» REQUIRED WORK
Give back every line of the data below word for word, leaving out the pictures.

(Location labeling data)
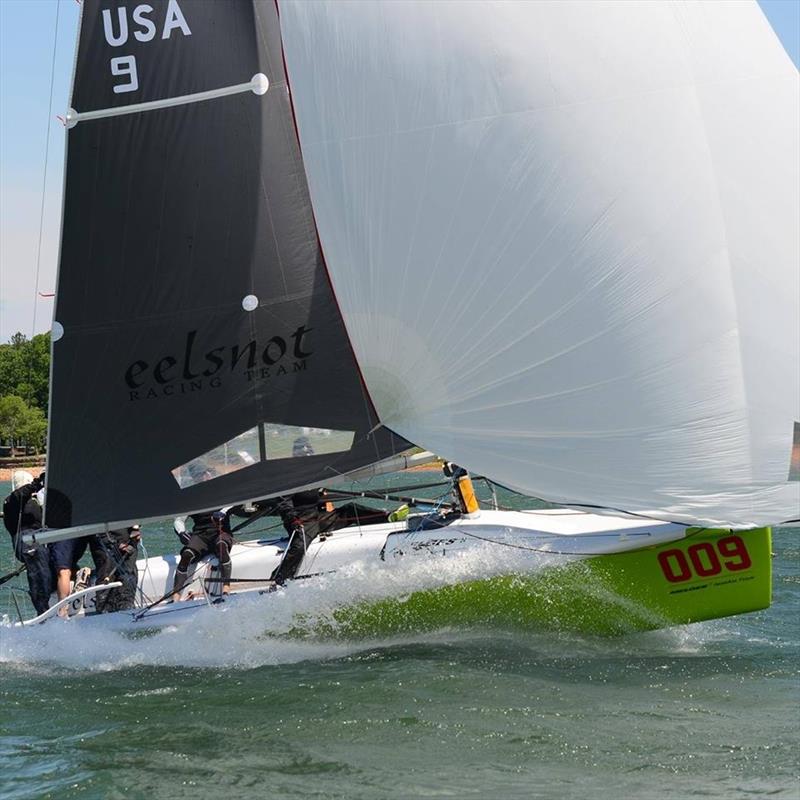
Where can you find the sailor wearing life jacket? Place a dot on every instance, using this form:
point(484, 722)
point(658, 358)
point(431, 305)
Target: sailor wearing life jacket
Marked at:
point(306, 515)
point(22, 513)
point(210, 534)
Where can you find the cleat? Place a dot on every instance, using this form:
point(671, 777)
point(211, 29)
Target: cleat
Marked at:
point(399, 514)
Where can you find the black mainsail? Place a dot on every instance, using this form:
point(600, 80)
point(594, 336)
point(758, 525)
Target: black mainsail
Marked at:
point(199, 355)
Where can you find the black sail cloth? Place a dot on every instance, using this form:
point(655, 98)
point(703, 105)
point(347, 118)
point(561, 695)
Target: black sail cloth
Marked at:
point(172, 218)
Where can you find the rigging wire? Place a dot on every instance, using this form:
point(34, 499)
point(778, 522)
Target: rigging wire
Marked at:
point(44, 183)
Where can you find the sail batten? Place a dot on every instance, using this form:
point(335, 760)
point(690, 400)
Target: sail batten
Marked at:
point(257, 85)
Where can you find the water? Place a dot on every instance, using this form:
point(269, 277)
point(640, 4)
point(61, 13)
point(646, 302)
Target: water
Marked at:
point(232, 709)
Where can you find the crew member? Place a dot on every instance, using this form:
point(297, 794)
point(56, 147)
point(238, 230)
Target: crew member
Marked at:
point(211, 533)
point(119, 549)
point(306, 515)
point(22, 513)
point(65, 556)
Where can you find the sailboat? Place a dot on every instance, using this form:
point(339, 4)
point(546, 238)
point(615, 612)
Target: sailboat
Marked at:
point(553, 243)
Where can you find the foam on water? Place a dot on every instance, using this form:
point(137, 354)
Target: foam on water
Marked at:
point(254, 630)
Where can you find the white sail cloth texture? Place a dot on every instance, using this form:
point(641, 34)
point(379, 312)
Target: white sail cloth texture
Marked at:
point(564, 240)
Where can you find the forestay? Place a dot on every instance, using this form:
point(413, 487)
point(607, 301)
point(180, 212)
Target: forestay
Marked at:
point(585, 216)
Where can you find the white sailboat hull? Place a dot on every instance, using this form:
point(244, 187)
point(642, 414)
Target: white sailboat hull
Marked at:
point(560, 567)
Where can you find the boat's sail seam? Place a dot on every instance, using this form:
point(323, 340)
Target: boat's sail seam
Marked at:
point(258, 84)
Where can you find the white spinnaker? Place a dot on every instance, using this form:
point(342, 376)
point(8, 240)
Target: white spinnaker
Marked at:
point(564, 239)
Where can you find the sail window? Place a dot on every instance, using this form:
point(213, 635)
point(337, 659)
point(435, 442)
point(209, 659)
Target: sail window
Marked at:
point(238, 453)
point(289, 441)
point(266, 442)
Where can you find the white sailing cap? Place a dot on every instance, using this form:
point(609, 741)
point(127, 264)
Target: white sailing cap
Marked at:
point(20, 478)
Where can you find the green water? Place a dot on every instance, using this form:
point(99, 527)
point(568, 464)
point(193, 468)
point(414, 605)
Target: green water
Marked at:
point(229, 709)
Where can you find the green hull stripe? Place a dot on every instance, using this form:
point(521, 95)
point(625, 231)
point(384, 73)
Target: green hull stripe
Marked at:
point(709, 574)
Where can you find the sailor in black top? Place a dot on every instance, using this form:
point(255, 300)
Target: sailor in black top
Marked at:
point(211, 533)
point(306, 515)
point(22, 512)
point(117, 563)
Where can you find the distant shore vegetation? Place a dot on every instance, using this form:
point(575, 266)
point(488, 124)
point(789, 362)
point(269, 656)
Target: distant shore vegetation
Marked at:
point(24, 383)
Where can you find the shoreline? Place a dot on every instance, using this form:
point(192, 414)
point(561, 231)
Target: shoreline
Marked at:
point(35, 469)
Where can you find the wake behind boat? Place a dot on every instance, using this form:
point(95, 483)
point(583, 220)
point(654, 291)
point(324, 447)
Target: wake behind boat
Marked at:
point(507, 233)
point(555, 569)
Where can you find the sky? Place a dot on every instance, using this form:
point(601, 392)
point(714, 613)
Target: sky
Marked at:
point(30, 136)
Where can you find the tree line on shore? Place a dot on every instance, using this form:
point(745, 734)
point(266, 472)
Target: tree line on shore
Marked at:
point(24, 383)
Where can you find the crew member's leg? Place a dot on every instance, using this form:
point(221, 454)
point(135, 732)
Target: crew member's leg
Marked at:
point(193, 551)
point(301, 538)
point(65, 556)
point(105, 554)
point(125, 596)
point(36, 558)
point(115, 555)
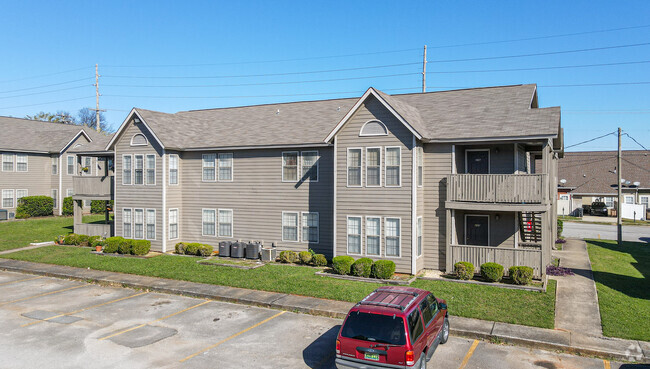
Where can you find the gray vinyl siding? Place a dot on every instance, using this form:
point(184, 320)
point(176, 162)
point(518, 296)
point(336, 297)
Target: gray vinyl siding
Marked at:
point(374, 201)
point(257, 197)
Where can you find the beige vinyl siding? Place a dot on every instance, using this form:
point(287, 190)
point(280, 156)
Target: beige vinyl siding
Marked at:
point(384, 202)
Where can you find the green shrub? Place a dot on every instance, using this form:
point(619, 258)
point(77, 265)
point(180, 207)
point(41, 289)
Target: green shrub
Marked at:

» RESULT
Where can you find the sailor wearing life jacket? Place a dot on every instance, using this form:
point(484, 722)
point(658, 358)
point(431, 305)
Target: sailor wearing life jacket
Marked at:
point(306, 515)
point(22, 513)
point(210, 534)
Where can you find the cleat? Place a dot on every instance, using this form:
point(671, 777)
point(211, 29)
Target: cleat
Marked at:
point(399, 514)
Where can you find the black mainsail? Place a dot on every instance, using this form:
point(600, 80)
point(594, 336)
point(758, 525)
Target: black mainsail
Marked at:
point(199, 355)
Where can you find the black sail cloth? Place a dot on every instance, using this form:
point(655, 98)
point(703, 105)
point(347, 118)
point(561, 695)
Target: black sail cloth
Marked at:
point(172, 218)
Where can you find the rigging wire? Place a dot on every instance, using this form:
point(34, 499)
point(778, 522)
Target: rigging wire
Marked at:
point(44, 183)
Where can you find the sail batten? Place a dot on every instance, using this form:
point(335, 760)
point(690, 400)
Target: sail batten
Marked at:
point(257, 85)
Where can you find the water? Place a dot on every instance, using this form:
point(269, 277)
point(640, 4)
point(61, 13)
point(646, 302)
Target: water
Marked at:
point(232, 709)
Where can you find the crew member? Place a dot on every instance, using this form:
point(297, 794)
point(56, 147)
point(238, 230)
Target: crew member
Marked at:
point(211, 533)
point(119, 549)
point(306, 515)
point(22, 513)
point(65, 556)
Where can you find the sailboat? Place a dot on every instance, using this form:
point(339, 4)
point(546, 238)
point(615, 612)
Target: sailboat
Marked at:
point(553, 243)
Where can you find the foam on water? Place a dot on every instance, using this form:
point(137, 354)
Target: foam on water
Marked at:
point(254, 630)
Where can you find the white sail cloth texture? Place a dot on every instance, using this form:
point(641, 34)
point(379, 312)
Target: white sail cloth texture
Marked at:
point(564, 240)
Where can you find the forestay? Place a dot on every instance, using this form:
point(413, 487)
point(607, 301)
point(180, 212)
Target: forestay
Marked at:
point(585, 216)
Where can you find the white sailboat hull? Place a dot on every instance, using this form:
point(244, 187)
point(642, 414)
Target: white sailboat hull
Marked at:
point(560, 567)
Where can you find the boat's sail seam? Place a dot on every instance, using this form:
point(323, 340)
Target: boat's sail seam
Marked at:
point(258, 84)
Where can you find the white spinnaker? Place a dot on every instance, using this form:
point(342, 376)
point(8, 240)
Target: white spinnaker
Marked at:
point(564, 239)
Where can you find the sail window? Place a dot on every instance, using this form:
point(213, 635)
point(337, 659)
point(435, 442)
point(209, 659)
Target: sail window
Marked at:
point(238, 453)
point(289, 441)
point(266, 442)
Where can you find the white sailing cap? Place a dot on every instance, using this form:
point(609, 741)
point(127, 264)
Target: white sailing cap
Marked at:
point(20, 478)
Where can you find the green water? Place a dot on every instance, using this form:
point(99, 527)
point(568, 464)
point(193, 468)
point(414, 605)
Target: green water
Marked at:
point(229, 709)
Where can you find the green hull stripe? Place a dot on every instance, using this form:
point(521, 95)
point(625, 231)
point(384, 73)
Target: green hull stripe
Marked at:
point(709, 574)
Where can you find the sailor in black top? Place a dot on every instance, using this form:
point(255, 300)
Target: sailor in black top
Marked at:
point(211, 533)
point(306, 515)
point(22, 512)
point(117, 563)
Where can you find the distant shore vegetation? Place a dot on every instance, using this form:
point(575, 266)
point(488, 124)
point(789, 362)
point(269, 656)
Target: distant shore vegetation
Marked at:
point(24, 383)
Where can you find the shoreline? Place a dot on every instance, using this form:
point(192, 414)
point(561, 231)
Target: shoreline
Marked at:
point(35, 469)
Where can you find the wake behind boat? Place a dot on every instance, using this form:
point(95, 483)
point(583, 220)
point(654, 291)
point(324, 447)
Target: wake behind boat
Marked at:
point(507, 233)
point(555, 569)
Where can you find the sky? Place a dot on every instance, using this form:
point(601, 392)
point(714, 613)
Target: sky
Marked at:
point(30, 136)
Where can you find the tree line on shore? Place a dot on every instance, using this form:
point(745, 734)
point(266, 472)
Target: tree line on shore
Marked at:
point(24, 383)
Where can you find the crew member's leg? Place a dot on every instance, using this form:
point(221, 454)
point(135, 732)
Target: crew member's leg
Marked at:
point(193, 551)
point(301, 538)
point(65, 556)
point(105, 554)
point(125, 596)
point(36, 558)
point(115, 555)
Where can you find the gray vinyl siding? Place a dot on every instance, using this form:
point(184, 320)
point(176, 162)
point(518, 296)
point(336, 297)
Target: gray vinyl siding
Marked at:
point(374, 201)
point(257, 197)
Where can you find the beige vinyl siding? Place a dot on every instance, using this form:
point(287, 190)
point(280, 156)
Target: beige vinyl siding
Marked at:
point(384, 202)
Where can you find the green shrub? Place a dot on every instance, using this form:
point(619, 258)
point(77, 265)
point(180, 207)
point(41, 289)
Target: green shrub
Marked at:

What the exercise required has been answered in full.